───── Source records ─────

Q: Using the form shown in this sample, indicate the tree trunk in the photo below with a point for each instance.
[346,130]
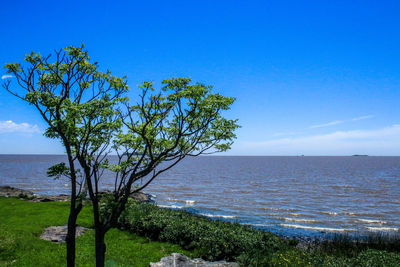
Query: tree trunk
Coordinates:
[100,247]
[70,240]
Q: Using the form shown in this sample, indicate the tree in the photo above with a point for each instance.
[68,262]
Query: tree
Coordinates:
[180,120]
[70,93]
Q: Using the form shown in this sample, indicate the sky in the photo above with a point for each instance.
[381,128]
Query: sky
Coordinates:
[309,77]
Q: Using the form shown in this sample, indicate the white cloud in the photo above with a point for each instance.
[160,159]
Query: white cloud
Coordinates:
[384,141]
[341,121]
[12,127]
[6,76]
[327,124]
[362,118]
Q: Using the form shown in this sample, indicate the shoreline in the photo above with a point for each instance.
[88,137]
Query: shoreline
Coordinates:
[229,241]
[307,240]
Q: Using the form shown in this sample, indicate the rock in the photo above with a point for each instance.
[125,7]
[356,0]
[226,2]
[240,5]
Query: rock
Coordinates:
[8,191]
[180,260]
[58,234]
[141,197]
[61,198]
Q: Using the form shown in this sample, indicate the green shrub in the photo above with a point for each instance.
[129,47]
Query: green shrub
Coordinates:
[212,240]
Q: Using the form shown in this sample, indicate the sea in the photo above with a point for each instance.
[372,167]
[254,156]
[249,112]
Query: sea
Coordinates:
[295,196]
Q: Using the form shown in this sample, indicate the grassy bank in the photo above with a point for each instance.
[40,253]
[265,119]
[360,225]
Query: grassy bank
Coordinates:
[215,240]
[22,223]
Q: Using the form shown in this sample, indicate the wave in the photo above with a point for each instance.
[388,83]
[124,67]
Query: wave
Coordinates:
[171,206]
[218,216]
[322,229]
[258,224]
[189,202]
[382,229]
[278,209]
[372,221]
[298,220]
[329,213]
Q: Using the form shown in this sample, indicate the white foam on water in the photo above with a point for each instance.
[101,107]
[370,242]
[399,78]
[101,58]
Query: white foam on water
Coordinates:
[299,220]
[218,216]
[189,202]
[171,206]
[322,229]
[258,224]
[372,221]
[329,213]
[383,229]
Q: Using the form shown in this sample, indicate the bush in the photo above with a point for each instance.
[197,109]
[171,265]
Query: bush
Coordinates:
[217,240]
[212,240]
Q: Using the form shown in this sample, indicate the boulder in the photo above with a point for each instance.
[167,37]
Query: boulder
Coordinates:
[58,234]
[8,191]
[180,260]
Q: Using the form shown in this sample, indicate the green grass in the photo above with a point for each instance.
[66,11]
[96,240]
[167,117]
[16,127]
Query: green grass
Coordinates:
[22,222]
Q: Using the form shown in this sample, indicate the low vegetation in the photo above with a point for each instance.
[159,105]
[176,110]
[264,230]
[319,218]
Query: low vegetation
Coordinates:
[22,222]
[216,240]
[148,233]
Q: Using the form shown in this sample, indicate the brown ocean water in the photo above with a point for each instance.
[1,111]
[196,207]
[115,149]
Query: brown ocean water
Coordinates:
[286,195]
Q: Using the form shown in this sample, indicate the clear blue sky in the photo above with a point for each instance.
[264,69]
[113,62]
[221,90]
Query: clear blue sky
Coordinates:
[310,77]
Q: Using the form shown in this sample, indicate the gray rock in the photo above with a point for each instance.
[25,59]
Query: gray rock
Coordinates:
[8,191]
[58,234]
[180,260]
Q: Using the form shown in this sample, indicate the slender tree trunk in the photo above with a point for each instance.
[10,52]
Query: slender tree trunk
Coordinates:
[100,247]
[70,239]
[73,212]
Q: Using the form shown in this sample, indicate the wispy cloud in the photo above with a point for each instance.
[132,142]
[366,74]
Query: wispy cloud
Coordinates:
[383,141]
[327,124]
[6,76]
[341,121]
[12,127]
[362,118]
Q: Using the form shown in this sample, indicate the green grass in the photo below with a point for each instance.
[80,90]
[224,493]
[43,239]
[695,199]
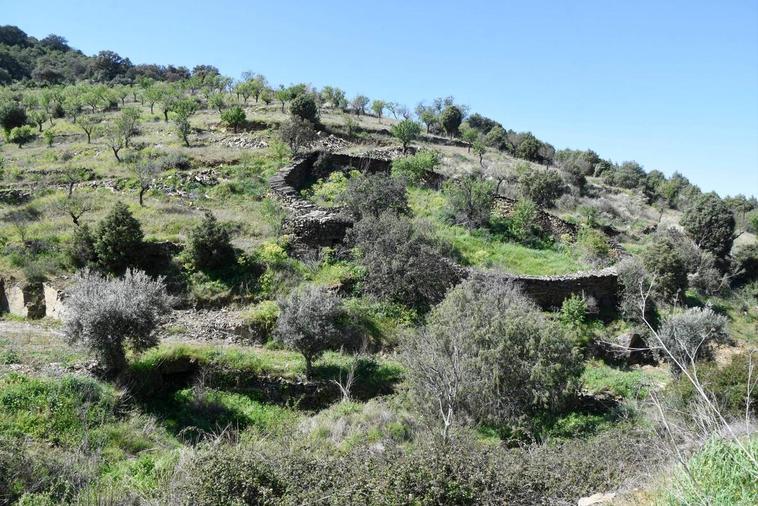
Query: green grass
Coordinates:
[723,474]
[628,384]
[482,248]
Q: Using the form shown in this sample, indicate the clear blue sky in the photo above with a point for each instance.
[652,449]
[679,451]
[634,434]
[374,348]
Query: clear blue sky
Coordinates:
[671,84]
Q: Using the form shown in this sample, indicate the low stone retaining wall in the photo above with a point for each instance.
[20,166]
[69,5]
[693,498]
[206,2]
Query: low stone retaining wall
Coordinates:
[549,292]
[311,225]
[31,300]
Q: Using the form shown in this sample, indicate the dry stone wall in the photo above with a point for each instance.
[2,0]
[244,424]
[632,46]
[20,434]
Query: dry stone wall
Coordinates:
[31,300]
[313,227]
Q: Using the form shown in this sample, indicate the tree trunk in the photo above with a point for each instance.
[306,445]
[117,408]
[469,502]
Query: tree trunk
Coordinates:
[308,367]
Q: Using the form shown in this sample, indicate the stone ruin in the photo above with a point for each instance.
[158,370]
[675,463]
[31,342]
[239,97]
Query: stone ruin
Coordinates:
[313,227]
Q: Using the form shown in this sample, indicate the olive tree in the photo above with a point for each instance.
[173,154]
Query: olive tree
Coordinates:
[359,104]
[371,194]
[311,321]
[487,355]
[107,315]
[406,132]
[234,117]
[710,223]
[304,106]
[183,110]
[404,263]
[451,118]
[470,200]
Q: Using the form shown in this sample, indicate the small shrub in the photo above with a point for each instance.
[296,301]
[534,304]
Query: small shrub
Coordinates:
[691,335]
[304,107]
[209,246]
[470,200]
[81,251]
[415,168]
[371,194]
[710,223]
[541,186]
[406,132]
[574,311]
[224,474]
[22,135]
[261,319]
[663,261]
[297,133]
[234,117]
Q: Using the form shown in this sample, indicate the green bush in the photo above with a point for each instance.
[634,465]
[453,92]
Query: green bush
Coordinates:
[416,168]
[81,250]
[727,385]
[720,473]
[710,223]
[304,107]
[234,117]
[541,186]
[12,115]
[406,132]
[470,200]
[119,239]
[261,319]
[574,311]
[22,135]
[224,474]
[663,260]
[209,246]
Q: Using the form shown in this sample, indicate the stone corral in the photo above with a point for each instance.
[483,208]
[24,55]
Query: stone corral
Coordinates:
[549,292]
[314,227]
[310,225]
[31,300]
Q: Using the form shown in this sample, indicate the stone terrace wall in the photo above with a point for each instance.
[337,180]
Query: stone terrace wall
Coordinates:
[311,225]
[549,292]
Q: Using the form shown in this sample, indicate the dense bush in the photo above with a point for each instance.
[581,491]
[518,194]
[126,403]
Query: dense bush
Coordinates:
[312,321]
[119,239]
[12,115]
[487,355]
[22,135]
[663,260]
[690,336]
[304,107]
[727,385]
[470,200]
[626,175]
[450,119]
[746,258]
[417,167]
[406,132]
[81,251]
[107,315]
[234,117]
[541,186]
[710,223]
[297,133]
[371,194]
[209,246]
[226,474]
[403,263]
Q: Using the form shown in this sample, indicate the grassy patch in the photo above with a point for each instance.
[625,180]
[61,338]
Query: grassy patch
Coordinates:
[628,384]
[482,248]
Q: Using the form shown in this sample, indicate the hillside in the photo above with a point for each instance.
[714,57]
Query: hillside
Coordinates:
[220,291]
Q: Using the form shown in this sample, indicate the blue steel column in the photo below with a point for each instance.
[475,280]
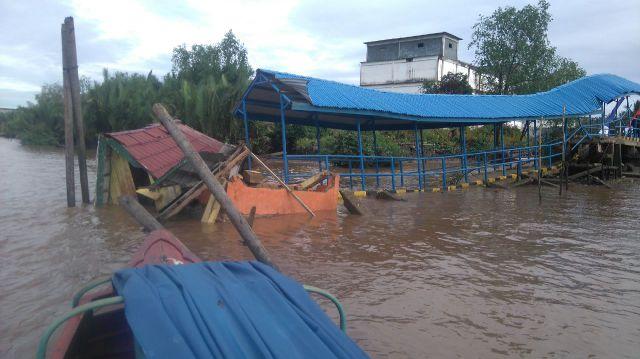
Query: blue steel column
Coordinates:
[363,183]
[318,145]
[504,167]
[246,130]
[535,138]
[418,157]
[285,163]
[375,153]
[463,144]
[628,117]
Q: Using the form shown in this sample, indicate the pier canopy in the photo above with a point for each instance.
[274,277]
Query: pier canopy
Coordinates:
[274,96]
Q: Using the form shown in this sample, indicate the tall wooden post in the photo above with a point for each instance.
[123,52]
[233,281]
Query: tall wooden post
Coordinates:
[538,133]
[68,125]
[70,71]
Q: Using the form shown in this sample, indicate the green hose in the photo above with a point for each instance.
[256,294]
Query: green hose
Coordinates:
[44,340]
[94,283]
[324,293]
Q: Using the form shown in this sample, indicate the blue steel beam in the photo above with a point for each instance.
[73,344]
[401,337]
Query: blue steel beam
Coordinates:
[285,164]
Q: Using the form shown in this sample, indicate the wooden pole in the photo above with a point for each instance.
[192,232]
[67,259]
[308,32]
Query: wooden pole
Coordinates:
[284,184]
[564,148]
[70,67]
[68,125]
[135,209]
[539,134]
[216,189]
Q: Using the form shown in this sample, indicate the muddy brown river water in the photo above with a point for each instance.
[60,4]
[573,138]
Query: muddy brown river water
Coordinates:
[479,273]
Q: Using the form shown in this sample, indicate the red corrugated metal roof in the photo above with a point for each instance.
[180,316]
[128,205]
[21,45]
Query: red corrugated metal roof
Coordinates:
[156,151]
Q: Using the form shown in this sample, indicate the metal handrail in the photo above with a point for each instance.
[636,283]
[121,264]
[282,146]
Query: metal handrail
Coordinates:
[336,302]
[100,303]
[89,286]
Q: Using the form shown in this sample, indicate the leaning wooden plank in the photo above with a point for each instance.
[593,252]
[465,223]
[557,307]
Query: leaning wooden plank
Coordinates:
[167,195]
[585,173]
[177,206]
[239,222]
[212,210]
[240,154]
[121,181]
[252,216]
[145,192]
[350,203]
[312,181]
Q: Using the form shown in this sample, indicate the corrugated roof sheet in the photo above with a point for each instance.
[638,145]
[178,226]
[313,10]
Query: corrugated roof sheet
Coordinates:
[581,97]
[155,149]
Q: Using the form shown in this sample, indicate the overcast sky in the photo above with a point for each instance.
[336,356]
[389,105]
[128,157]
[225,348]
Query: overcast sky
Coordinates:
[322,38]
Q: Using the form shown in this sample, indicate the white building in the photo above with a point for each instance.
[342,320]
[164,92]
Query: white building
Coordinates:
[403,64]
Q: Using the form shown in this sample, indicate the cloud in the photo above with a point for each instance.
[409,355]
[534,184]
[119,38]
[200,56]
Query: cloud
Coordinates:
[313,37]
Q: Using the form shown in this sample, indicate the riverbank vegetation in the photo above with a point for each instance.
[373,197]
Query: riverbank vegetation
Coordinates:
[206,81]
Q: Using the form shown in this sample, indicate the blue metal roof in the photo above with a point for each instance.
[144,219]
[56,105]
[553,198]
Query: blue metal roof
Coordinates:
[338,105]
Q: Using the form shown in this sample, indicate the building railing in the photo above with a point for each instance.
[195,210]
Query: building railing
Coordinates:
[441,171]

─────

__Exercise aim__. Find the line that contains "Q: Using the form shown in this sample, indicate the metal" in the listing above. Retype it and every line after it up to the last, exactly, and nothing else.

__Full answer__.
Q: Using the form shown in this sample, indicate the metal handrail in the photo above with a point for each instance.
[636,283]
[121,264]
[282,146]
Query: metal handrail
Coordinates:
[336,302]
[100,303]
[89,286]
Q: Using the form shown in this sample, indicate the leaning wooden plank in the photo above with a point for each instance.
[593,252]
[465,223]
[557,307]
Query: leaning wooden plank
Coordinates:
[167,195]
[585,173]
[177,206]
[239,222]
[212,210]
[240,154]
[121,181]
[252,216]
[145,192]
[350,203]
[312,181]
Q: Using the form shown in this sample, indicate the corrugated roof sheet in the photo above with a point for each instance.
[638,145]
[178,226]
[313,10]
Query: corrugated roof sheet
Coordinates:
[581,97]
[155,149]
Q: Using the form shown in this sample, indicate the overcast sky in the photo above with a point for each instance.
[336,356]
[389,105]
[128,157]
[225,348]
Query: overcast sky
Coordinates:
[322,38]
Q: Using the form shown in this sample, indicate the white building in the photo above with a point for each instance.
[342,320]
[164,92]
Query: white building
Coordinates:
[403,64]
Q: Using the form shown in this sample, indicate the cloud in the photo above with a point for each instance.
[409,355]
[534,184]
[119,38]
[200,56]
Query: cloud
Coordinates:
[313,37]
Q: Using the form shown in this sample, indicate the riverbank vegetation in the photo above with a point for each instance.
[373,197]
Query: riverbank vegetation
Coordinates:
[206,81]
Q: Using the form shown in this sample, indicate the blue metal roof in the photo above with a point for each instance.
[144,219]
[56,105]
[553,198]
Query: blue metal roof
Coordinates:
[338,105]
Q: Using the form shown in this sample, indicate the building railing in the photo above with a point for each instance.
[195,210]
Query: building railing
Coordinates:
[441,171]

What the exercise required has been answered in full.